> _EXERCISE DETAILS_
Write out the lines of each of the records below as a numbered list, omitting blank lines.

Records in a dataset:
# # # #

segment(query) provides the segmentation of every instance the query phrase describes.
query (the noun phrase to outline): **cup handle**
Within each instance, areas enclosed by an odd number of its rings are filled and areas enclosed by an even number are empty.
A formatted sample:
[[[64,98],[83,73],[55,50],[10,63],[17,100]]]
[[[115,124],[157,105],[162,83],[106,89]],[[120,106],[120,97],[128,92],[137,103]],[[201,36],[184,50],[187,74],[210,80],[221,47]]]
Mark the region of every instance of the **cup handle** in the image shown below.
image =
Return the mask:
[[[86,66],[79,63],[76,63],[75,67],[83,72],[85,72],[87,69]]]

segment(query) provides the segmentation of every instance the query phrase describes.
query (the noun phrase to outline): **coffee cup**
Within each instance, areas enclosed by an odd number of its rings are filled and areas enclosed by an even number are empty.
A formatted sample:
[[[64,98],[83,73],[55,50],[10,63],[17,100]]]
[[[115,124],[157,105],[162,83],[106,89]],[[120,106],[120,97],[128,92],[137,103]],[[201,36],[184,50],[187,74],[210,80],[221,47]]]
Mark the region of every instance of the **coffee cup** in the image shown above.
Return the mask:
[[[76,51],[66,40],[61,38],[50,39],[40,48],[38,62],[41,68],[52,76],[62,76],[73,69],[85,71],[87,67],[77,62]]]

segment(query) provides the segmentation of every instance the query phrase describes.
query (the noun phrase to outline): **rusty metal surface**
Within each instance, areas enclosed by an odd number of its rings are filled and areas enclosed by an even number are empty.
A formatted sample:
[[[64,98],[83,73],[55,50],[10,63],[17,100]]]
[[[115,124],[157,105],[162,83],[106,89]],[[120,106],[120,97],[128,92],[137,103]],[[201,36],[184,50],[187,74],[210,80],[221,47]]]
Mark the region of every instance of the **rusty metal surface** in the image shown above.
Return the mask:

# # # #

> _THE SOLUTION_
1. segment(query) provides the segmentation of every instance the query phrase describes.
2. query (the noun phrase to outline): **cup handle**
3. Within each instance, areas enclosed by an odd number of its rings are filled and areas enclosed by an even number are empty.
4. A formatted sample:
5. [[[64,98],[83,73],[55,50],[10,63],[17,100]]]
6. [[[115,124],[157,105],[162,83],[106,89]],[[120,106],[120,97],[128,92],[137,103]],[[201,36],[184,50],[187,74],[210,80],[221,47]]]
7. Mark the region of every instance of the **cup handle** in the image shown below.
8. image =
9. Return the mask:
10. [[[86,66],[79,63],[76,63],[75,67],[83,72],[85,72],[87,69]]]
11. segment(query) provides the segmentation of every instance the query phrase describes.
12. query (the noun phrase to outline): **coffee cup**
13. Within each instance, areas enclosed by an odd number of its rings are filled and areas enclosed by an even number are empty.
14. A formatted sample:
15. [[[64,98],[83,73],[55,50],[10,63],[17,100]]]
16. [[[115,124],[157,105],[162,83],[106,89]],[[120,106],[120,97],[128,92],[137,103]],[[201,36],[184,50],[187,74],[210,80],[221,47]]]
17. Mark the region of every instance of the **coffee cup** in the image shown above.
18. Return the mask:
19. [[[76,51],[66,40],[61,38],[50,39],[40,48],[38,62],[41,68],[52,76],[62,76],[73,69],[85,71],[87,67],[77,62]]]
20. segment(query) provides the segmentation of every instance the query phrase describes.
21. query (the noun phrase to outline): **rusty metal surface**
22. Within each instance, areas enclosed by an odd number of its rings are filled and areas enclosed by an even number are empty.
23. A formatted sample:
24. [[[64,98],[83,73],[55,50],[10,63],[17,100]]]
25. [[[115,124],[157,105],[162,83],[106,89]],[[120,106],[120,97],[128,92],[137,103]],[[201,36],[184,50],[187,74],[210,80],[221,47]]]
26. Mark the region of every instance of the **rusty metal surface** in the image shown above.
27. Return the mask:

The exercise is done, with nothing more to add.